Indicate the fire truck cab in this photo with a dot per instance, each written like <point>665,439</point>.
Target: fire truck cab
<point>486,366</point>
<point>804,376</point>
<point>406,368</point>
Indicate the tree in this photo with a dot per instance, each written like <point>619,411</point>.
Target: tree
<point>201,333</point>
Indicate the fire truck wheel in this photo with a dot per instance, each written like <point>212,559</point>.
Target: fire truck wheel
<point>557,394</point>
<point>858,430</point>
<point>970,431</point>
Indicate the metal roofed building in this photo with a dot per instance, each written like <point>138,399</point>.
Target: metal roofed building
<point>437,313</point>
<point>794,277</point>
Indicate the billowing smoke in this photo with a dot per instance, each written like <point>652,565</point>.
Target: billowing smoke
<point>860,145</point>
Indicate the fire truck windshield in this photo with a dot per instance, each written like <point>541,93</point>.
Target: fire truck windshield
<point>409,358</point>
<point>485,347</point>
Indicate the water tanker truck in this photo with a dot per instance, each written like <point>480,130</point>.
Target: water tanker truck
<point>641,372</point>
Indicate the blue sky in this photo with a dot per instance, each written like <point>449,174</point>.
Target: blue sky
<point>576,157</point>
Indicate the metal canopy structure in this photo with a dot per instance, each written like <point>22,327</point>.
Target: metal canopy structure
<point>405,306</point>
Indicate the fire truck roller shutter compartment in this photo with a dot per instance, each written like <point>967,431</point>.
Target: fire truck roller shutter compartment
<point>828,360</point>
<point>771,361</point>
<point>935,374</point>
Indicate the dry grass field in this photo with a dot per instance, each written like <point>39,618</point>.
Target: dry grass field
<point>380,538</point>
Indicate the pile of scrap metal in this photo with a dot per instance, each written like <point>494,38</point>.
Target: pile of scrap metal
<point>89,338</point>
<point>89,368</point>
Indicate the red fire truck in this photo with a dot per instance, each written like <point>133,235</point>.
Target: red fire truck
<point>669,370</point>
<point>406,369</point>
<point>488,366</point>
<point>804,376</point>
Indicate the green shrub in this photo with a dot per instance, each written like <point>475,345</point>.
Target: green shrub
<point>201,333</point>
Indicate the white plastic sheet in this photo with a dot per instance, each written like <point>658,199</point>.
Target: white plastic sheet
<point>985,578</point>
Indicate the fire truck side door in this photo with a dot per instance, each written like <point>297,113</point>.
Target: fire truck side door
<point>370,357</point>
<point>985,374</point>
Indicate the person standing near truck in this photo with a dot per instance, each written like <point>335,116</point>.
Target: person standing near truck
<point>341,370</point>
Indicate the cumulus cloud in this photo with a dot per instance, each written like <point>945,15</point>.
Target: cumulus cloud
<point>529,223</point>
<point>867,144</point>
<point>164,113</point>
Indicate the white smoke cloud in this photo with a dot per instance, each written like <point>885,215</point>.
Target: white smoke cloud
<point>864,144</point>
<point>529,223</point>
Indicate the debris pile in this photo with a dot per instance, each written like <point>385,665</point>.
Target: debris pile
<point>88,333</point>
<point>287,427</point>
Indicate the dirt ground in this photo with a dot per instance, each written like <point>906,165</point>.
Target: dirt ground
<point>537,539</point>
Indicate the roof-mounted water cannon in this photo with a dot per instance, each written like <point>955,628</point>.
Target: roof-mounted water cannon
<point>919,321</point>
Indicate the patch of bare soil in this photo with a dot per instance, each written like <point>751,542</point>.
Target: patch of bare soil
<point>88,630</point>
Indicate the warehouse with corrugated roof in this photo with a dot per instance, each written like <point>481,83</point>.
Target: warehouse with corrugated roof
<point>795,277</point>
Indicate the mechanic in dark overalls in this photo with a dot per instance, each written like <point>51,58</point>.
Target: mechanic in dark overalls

++++++++++

WHAT IS BEING ASKED:
Copy every item above word for word, leaving nothing out and changing nothing.

EXPECTED OUTPUT:
Indicate the fire truck cab in this photo with a dot per instance, each written like <point>665,439</point>.
Target: fire truck cab
<point>486,366</point>
<point>804,376</point>
<point>406,368</point>
Indicate the tree in this photo with a dot per instance, each written like <point>619,411</point>.
Target: tree
<point>201,333</point>
Indicate the fire truck wheel in this photo with a dot per instance, each written like <point>212,559</point>.
Target: fire truck wheel
<point>557,394</point>
<point>858,430</point>
<point>970,431</point>
Indicate the metal roofed building in this photo with a dot per instance, each written like <point>138,399</point>.
Target: metal roofed building
<point>437,313</point>
<point>794,277</point>
Indicate the billowing smoke in this photo with a dot per instance, each written like <point>652,565</point>.
Target: billowing smoke
<point>860,145</point>
Indicate the fire truck windshield in this photo with a dot per instance, each written like <point>541,93</point>.
Target: fire truck windshield
<point>409,358</point>
<point>485,347</point>
Indicate the water tanker truck in this photo with a dot per instance, each written like <point>480,130</point>.
Target: water tanker truck
<point>641,372</point>
Indicate the blue sky in this photo with a dot per instance, each written like <point>449,174</point>.
Target: blue sky
<point>576,157</point>
Indicate the metal canopy structure in this photo with a dot per instance, each written like <point>22,327</point>.
Target: metal canopy structure
<point>405,306</point>
Indicate the fire truck roller shutter compartment in this photo with a dot per instance, each written like <point>967,431</point>.
Target: fire truck roller shutter compartment
<point>828,360</point>
<point>771,361</point>
<point>935,374</point>
Indicate the dry grass field in this photo with a dot per instance, each written like <point>39,618</point>.
Target: dry grass field
<point>380,538</point>
Indicate the pile of scrap metal in this photo with a dot per instance, each written like <point>494,38</point>.
Target: pile of scrap metal
<point>89,338</point>
<point>89,368</point>
Indicate the red fire truck in this photo with a dot per instance, each written like <point>133,235</point>.
Target: red fire truck
<point>669,370</point>
<point>406,369</point>
<point>488,366</point>
<point>804,376</point>
Indicate the green shrub in this photo with a dot per instance, each written like <point>475,345</point>.
Target: green shrub
<point>201,333</point>
Indicate the white plastic sheet in this photo with a dot per instance, each written like <point>658,199</point>.
Target: white plastic sheet
<point>985,578</point>
Indicate the fire truck side door in this photo with a dot per instance, each written like <point>297,113</point>.
Target: fire truck side door
<point>370,357</point>
<point>985,374</point>
Indicate the person standing near truck in this photo with a dot per instance, each written like <point>335,116</point>.
Target: person standing near truck
<point>341,370</point>
Indicate the cumulus cloud in this photo with a dot per instance, each written like <point>945,15</point>.
Target: cumulus cloud
<point>529,223</point>
<point>867,144</point>
<point>164,113</point>
Indicate the white smoke cloud in this photo with a dot per instance, each written like <point>885,215</point>.
Target: white smoke cloud
<point>864,144</point>
<point>529,223</point>
Indicate the debris pile in this photo with a dot per instance, each written like <point>385,665</point>.
Target: debris pile
<point>88,333</point>
<point>287,427</point>
Indicate the dirt ground in this photo with a dot per instance, each written like <point>906,165</point>.
Target: dirt ground
<point>537,539</point>
Indicate the roof-mounted water cannon in this photo with a dot per instance, each written like <point>955,628</point>.
Target: roof-mounted water cannon
<point>919,321</point>
Indicate the patch of bare soil in this photo with a dot per instance, each written like <point>751,542</point>.
Target: patch of bare soil
<point>88,630</point>
Indicate the warehouse with corrugated roof in this photo with a dot per instance, each written like <point>481,83</point>.
Target: warehouse with corrugated roof
<point>795,277</point>
Indicate the mechanic in dark overalls in this photo with a dot per instance, each written like <point>51,58</point>.
Target: mechanic in dark overalls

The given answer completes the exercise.